(What the task asks)
Return every line of the material below that contains the word "reflection".
== Records shown ==
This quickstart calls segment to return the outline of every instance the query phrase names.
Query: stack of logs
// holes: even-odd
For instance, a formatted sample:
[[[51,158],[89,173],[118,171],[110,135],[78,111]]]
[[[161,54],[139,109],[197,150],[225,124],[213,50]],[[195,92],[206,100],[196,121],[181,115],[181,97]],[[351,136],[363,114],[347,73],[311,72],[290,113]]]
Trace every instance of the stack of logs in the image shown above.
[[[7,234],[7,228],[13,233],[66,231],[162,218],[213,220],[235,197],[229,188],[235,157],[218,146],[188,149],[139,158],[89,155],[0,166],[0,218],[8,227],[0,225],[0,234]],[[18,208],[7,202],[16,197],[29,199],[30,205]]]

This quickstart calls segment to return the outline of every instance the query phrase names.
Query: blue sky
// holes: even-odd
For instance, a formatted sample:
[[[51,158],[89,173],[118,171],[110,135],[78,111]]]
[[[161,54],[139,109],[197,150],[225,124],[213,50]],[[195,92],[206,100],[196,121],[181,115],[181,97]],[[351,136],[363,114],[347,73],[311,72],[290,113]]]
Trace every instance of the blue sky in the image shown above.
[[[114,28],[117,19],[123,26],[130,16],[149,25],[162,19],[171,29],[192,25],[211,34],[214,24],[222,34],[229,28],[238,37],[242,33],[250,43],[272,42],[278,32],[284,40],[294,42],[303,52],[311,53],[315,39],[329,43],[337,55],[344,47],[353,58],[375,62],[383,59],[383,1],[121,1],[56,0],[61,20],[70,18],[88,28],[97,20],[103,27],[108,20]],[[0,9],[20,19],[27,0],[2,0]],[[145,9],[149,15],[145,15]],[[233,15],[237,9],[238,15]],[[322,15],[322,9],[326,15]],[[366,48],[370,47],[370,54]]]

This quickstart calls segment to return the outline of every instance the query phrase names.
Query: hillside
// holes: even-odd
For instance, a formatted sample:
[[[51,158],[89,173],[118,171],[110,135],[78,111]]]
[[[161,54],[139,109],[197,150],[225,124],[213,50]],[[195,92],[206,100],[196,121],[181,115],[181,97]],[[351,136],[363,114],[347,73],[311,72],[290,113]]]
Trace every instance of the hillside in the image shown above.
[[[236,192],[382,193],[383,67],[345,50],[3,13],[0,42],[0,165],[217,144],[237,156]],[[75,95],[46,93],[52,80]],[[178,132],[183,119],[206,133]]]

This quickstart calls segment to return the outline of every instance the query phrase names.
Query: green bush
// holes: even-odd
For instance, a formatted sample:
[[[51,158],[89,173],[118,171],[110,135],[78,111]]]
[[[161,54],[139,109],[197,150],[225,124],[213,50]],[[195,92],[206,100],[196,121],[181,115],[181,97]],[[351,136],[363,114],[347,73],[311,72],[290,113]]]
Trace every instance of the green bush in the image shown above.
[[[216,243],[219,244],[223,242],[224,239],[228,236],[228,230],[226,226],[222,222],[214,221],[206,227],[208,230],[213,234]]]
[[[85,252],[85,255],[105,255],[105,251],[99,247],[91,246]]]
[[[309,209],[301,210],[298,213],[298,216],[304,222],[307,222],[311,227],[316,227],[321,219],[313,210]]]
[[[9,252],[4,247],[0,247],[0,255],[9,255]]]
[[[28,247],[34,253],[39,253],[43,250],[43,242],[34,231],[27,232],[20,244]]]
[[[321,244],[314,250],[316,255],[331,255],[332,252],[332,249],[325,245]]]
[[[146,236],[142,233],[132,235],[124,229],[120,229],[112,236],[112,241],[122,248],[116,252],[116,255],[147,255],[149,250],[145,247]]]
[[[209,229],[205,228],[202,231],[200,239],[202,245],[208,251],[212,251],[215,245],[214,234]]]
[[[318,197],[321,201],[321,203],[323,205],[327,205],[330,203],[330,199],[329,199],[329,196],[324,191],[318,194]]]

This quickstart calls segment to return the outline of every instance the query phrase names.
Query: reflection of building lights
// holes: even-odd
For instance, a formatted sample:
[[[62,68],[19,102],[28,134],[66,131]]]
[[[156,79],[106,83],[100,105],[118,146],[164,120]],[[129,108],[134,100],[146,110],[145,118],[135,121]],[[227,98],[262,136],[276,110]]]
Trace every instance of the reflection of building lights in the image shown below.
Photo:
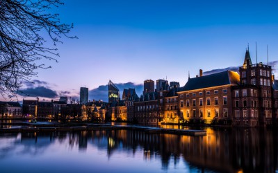
[[[114,145],[115,145],[115,141],[114,141],[114,140],[113,140],[113,138],[108,138],[108,145],[109,145],[109,147],[113,147]]]

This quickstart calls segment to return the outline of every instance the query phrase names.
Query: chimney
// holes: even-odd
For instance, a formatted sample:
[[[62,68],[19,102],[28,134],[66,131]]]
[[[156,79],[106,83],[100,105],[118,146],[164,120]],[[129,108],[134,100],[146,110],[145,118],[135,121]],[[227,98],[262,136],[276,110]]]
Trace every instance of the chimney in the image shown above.
[[[271,75],[271,82],[272,82],[272,84],[274,84],[274,80],[275,80],[275,76],[274,75]]]

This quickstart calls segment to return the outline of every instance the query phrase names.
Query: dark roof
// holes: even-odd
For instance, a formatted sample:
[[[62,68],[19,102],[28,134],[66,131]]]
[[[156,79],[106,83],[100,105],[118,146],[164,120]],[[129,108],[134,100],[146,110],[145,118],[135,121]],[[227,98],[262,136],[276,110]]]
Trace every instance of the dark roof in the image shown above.
[[[63,102],[63,101],[54,101],[53,103],[55,103],[55,104],[67,104],[65,102]]]
[[[169,92],[166,95],[166,98],[168,97],[173,97],[173,96],[177,96],[178,93],[177,92],[181,91],[183,88],[172,88]]]
[[[129,101],[138,101],[139,100],[138,95],[136,94],[135,89],[129,88],[129,89],[124,89],[122,92],[122,100]]]
[[[38,102],[37,100],[23,100],[22,104],[36,105],[37,102]]]
[[[8,104],[10,106],[14,107],[20,107],[20,104],[19,102],[1,102],[0,101],[0,105],[5,105],[5,104]]]
[[[244,58],[243,66],[246,66],[247,64],[247,60],[249,60],[249,64],[252,66],[252,61],[250,57],[250,53],[249,53],[249,50],[246,50],[245,57]]]
[[[208,88],[226,84],[238,84],[239,75],[238,73],[226,71],[208,75],[190,78],[182,91],[189,91]]]
[[[272,87],[275,90],[278,90],[278,80],[274,80],[274,84],[272,84]]]
[[[39,102],[38,105],[39,107],[51,107],[52,102]]]
[[[157,100],[157,92],[146,93],[141,95],[140,101],[152,101]]]

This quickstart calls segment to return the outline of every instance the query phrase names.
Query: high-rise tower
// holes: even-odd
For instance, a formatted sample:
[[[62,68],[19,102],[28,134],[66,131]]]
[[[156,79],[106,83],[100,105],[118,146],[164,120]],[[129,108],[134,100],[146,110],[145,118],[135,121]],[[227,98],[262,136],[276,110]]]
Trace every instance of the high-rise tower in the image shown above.
[[[80,104],[86,104],[89,100],[89,90],[85,87],[80,88]]]

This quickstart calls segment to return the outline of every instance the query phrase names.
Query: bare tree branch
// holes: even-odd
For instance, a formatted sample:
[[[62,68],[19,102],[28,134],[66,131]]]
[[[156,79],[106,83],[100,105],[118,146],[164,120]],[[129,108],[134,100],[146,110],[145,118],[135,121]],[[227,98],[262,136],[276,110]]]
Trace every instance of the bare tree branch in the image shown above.
[[[62,24],[49,10],[63,5],[60,0],[0,0],[0,93],[15,95],[23,81],[37,75],[42,59],[56,60],[57,43],[70,37],[73,25]],[[49,38],[42,35],[46,33]],[[53,47],[46,46],[47,40]]]

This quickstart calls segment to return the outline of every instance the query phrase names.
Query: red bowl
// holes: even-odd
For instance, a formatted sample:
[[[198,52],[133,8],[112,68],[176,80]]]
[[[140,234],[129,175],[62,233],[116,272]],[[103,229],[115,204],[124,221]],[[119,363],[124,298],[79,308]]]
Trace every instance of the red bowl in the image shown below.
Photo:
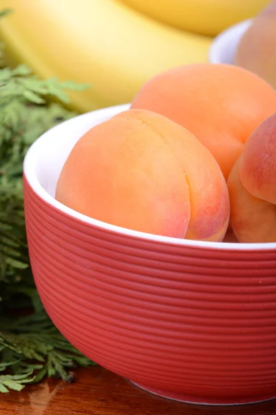
[[[85,355],[153,393],[206,404],[276,397],[276,243],[159,237],[57,202],[89,113],[43,134],[24,162],[30,256],[45,308]]]

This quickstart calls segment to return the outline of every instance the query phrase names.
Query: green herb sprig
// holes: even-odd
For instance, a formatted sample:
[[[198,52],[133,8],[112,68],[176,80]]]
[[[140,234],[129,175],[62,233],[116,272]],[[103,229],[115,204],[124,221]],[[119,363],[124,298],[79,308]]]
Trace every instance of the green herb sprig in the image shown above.
[[[0,17],[9,12],[0,12]],[[2,51],[0,44],[0,65]],[[72,369],[92,364],[53,326],[40,302],[28,254],[22,192],[28,149],[44,131],[76,115],[62,104],[69,102],[66,90],[86,86],[41,80],[23,64],[0,68],[0,392],[20,391],[45,376],[72,382]]]

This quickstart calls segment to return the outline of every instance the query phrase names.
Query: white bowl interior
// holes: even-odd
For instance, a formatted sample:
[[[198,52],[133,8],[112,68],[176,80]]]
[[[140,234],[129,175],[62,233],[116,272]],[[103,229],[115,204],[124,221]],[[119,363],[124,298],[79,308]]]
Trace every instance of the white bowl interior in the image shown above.
[[[33,145],[32,157],[27,158],[24,168],[28,171],[29,163],[32,163],[32,174],[37,177],[44,190],[55,197],[61,169],[78,140],[97,124],[128,108],[129,105],[125,104],[106,108],[103,112],[99,110],[88,113],[75,118],[74,122],[69,120],[52,128]]]
[[[24,160],[23,170],[32,190],[50,205],[87,223],[138,238],[194,247],[230,250],[276,249],[276,243],[238,243],[189,241],[161,237],[110,225],[81,214],[55,199],[61,169],[77,141],[90,128],[129,109],[128,104],[105,108],[75,117],[52,128],[43,134],[29,149]]]
[[[244,20],[217,36],[209,50],[209,62],[211,64],[233,64],[238,44],[251,24],[252,19]]]

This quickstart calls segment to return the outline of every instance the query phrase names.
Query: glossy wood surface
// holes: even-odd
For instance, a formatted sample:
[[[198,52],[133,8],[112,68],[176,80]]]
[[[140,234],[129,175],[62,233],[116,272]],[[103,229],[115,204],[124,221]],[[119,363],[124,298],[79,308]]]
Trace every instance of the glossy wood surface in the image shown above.
[[[96,367],[76,382],[49,380],[0,395],[1,415],[275,415],[276,400],[237,407],[193,405],[159,398]]]

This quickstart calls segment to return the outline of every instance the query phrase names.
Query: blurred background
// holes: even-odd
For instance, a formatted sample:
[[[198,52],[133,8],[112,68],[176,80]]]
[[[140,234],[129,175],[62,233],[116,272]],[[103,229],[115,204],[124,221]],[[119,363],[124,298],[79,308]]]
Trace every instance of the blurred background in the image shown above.
[[[246,68],[276,87],[276,1],[0,0],[4,64],[42,79],[89,84],[70,93],[86,112],[131,101],[170,68],[198,62]]]

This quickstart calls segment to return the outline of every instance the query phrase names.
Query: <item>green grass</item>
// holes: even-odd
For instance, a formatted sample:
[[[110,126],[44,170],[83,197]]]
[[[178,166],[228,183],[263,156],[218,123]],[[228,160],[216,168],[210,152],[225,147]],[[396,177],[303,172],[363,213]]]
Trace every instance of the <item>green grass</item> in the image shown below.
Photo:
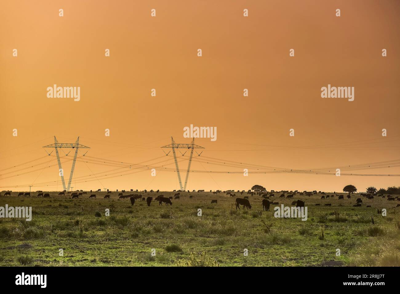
===
(Worked solution)
Query: reflection of building lights
Trace every instance of the reflection of building lights in the image shown below.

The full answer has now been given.